__Requirement 1__.
Can you reproduce the hockey column on the 2010 NHL All-Star Team below in full, word for word?

__Text to read__.

OK, I know it’s an Olympic year and there is no All-Star Game, nor is there an All-Star Team. But, for the sake of giving myself something about which to write a column, I present you with the 2010 NHL All Star Team. PP(P)= Powerplay (points). GAA = Goals Against Average. SP = Save Percentage. All numbers were accurate as of 12/2/09.
The goaltending race is pretty tight this season, with some exceptional standouts. Ryan Miller is hands down the best goalie in the NHL right now, with a line of 15-4, 1.84 GAA, and .937 SP. Oh yeah — he’s got three shutouts, too. Rounding out the East are Martin Brodeur, who missed the All-Star game last year due to that pesky bicep injury he suffered early in the season, and Marc-Andre Fleury, who unfortunately had a front-row view of the Penguins’ atrocious November and December. Brodeur’s sitting on 15 wins, with a 2.05 GAA and .927 SP, and Fleury has backstopped the defending Stanley Cup Champions with 16 wins, though his GAA and SP are a bit high for some of the other elite goalies out there, 2.51 and .904, respectively.

__Collection entries__.

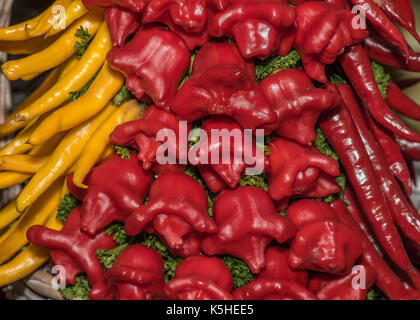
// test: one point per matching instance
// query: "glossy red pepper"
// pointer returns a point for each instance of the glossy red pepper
(121, 23)
(272, 289)
(356, 64)
(277, 267)
(116, 188)
(177, 206)
(380, 22)
(296, 169)
(322, 243)
(297, 104)
(216, 89)
(142, 135)
(200, 278)
(260, 29)
(242, 153)
(386, 279)
(137, 274)
(246, 233)
(133, 5)
(353, 286)
(153, 62)
(342, 134)
(391, 151)
(387, 53)
(72, 248)
(188, 19)
(323, 32)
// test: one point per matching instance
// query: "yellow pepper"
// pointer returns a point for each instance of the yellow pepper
(87, 67)
(131, 110)
(64, 156)
(51, 16)
(62, 49)
(11, 125)
(74, 11)
(38, 214)
(102, 90)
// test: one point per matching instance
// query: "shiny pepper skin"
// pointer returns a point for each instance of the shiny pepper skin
(297, 104)
(323, 32)
(177, 207)
(141, 135)
(200, 278)
(133, 5)
(247, 222)
(353, 286)
(240, 154)
(215, 89)
(187, 18)
(260, 29)
(116, 188)
(322, 242)
(153, 62)
(121, 23)
(72, 248)
(137, 274)
(300, 170)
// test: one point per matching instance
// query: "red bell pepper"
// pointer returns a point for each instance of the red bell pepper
(188, 19)
(260, 29)
(323, 32)
(177, 206)
(137, 274)
(322, 242)
(72, 248)
(229, 89)
(200, 278)
(153, 62)
(297, 104)
(142, 135)
(121, 23)
(246, 233)
(353, 286)
(116, 188)
(241, 153)
(296, 169)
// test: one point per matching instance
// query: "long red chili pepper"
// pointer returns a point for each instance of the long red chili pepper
(391, 151)
(387, 53)
(343, 136)
(356, 65)
(400, 102)
(399, 15)
(407, 219)
(382, 24)
(386, 279)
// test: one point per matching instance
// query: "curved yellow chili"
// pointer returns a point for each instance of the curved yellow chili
(55, 54)
(11, 125)
(74, 11)
(22, 162)
(102, 90)
(51, 16)
(100, 139)
(87, 67)
(38, 214)
(64, 156)
(8, 214)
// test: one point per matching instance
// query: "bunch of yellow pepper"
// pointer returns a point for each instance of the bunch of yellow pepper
(55, 134)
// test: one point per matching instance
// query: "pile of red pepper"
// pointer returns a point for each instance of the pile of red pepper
(302, 234)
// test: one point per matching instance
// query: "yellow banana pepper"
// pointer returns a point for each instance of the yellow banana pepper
(87, 67)
(55, 54)
(103, 89)
(65, 155)
(131, 110)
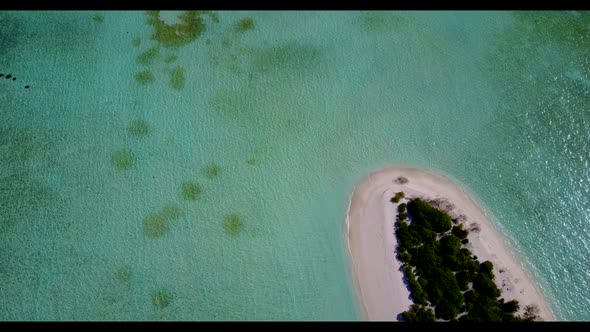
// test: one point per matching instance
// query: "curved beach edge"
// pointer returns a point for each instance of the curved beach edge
(371, 242)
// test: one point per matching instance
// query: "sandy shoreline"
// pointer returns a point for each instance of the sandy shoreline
(371, 242)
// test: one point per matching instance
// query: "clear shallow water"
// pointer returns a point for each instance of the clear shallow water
(293, 112)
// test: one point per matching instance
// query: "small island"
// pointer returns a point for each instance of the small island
(422, 251)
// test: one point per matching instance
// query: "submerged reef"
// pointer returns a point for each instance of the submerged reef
(170, 58)
(191, 26)
(245, 24)
(232, 225)
(177, 78)
(122, 159)
(123, 273)
(162, 298)
(148, 56)
(24, 193)
(98, 18)
(138, 128)
(211, 171)
(157, 224)
(190, 191)
(145, 77)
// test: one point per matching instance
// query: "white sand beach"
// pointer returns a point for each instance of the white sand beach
(371, 241)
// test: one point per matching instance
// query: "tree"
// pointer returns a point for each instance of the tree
(530, 313)
(450, 244)
(445, 310)
(510, 307)
(418, 314)
(401, 208)
(463, 280)
(397, 197)
(485, 286)
(459, 232)
(487, 268)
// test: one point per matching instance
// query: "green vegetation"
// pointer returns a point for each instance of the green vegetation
(211, 171)
(191, 26)
(232, 225)
(138, 128)
(123, 273)
(177, 78)
(418, 314)
(244, 25)
(157, 224)
(170, 58)
(145, 77)
(443, 274)
(122, 159)
(162, 298)
(148, 56)
(398, 196)
(190, 191)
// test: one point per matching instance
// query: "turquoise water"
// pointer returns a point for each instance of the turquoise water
(291, 109)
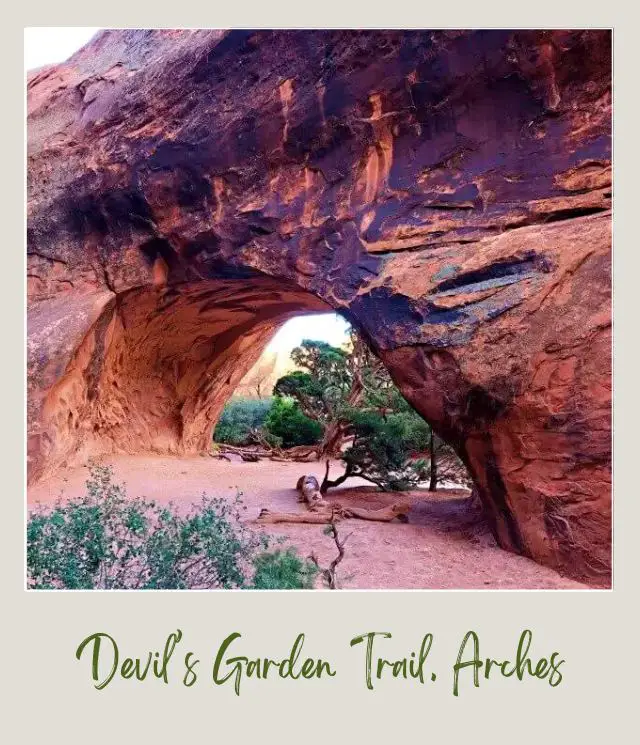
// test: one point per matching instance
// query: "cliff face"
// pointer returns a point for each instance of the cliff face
(449, 192)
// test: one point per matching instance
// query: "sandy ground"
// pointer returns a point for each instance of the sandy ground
(443, 546)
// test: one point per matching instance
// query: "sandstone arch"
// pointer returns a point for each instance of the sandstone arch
(449, 192)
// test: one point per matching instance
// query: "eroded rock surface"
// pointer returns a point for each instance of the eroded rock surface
(449, 192)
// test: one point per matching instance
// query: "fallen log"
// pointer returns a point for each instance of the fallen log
(324, 516)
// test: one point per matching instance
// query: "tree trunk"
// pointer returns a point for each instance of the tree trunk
(433, 477)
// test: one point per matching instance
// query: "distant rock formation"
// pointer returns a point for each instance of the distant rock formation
(449, 192)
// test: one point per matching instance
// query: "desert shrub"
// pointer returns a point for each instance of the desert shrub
(106, 540)
(283, 570)
(240, 417)
(288, 422)
(381, 448)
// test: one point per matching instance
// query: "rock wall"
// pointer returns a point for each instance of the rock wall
(448, 192)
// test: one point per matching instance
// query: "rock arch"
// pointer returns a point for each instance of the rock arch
(449, 192)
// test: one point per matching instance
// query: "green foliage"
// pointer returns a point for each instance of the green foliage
(106, 540)
(283, 570)
(322, 384)
(240, 417)
(382, 448)
(287, 422)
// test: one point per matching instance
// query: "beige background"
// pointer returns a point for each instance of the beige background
(48, 695)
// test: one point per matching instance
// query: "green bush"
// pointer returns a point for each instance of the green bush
(287, 422)
(105, 540)
(239, 418)
(381, 448)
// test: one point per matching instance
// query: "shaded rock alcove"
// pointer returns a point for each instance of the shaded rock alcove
(448, 192)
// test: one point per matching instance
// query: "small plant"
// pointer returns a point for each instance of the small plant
(283, 570)
(106, 540)
(287, 422)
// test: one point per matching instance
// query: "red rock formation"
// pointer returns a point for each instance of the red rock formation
(449, 192)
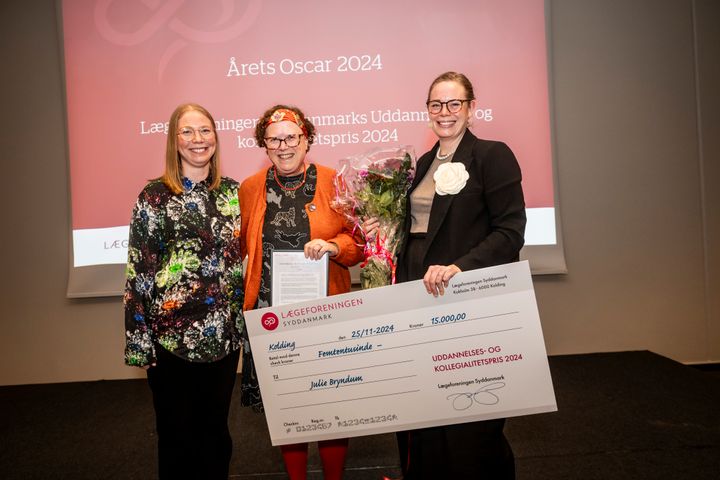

__Requirement 2__.
Which lines of the records above contain the string "plant"? Locate each one and copy it out, treating uppercase and lowercase letters as different.

__Right answer 1__.
OK, I know it’s an Olympic year and there is no All-Star Game, nor is there an All-Star Team. But, for the sake of giving myself something about which to write a column, I present you with the 2010 NHL All Star Team. PP(P)= Powerplay (points). GAA = Goals Against Average. SP = Save Percentage. All numbers were accurate as of 12/2/09.
The goaltending race is pretty tight this season, with some exceptional standouts. Ryan Miller is hands down the best goalie in the NHL right now, with a line of 15-4, 1.84 GAA, and .937 SP. Oh yeah — he’s got three shutouts, too. Rounding out the East are Martin Brodeur, who missed the All-Star game last year due to that pesky bicep injury he suffered early in the season, and Marc-Andre Fleury, who unfortunately had a front-row view of the Penguins’ atrocious November and December. Brodeur’s sitting on 15 wins, with a 2.05 GAA and .927 SP, and Fleury has backstopped the defending Stanley Cup Champions with 16 wins, though his GAA and SP are a bit high for some of the other elite goalies out there, 2.51 and .904, respectively.

__Right answer 2__.
// query: "small plant"
// pointer returns a point for each instance of the small plant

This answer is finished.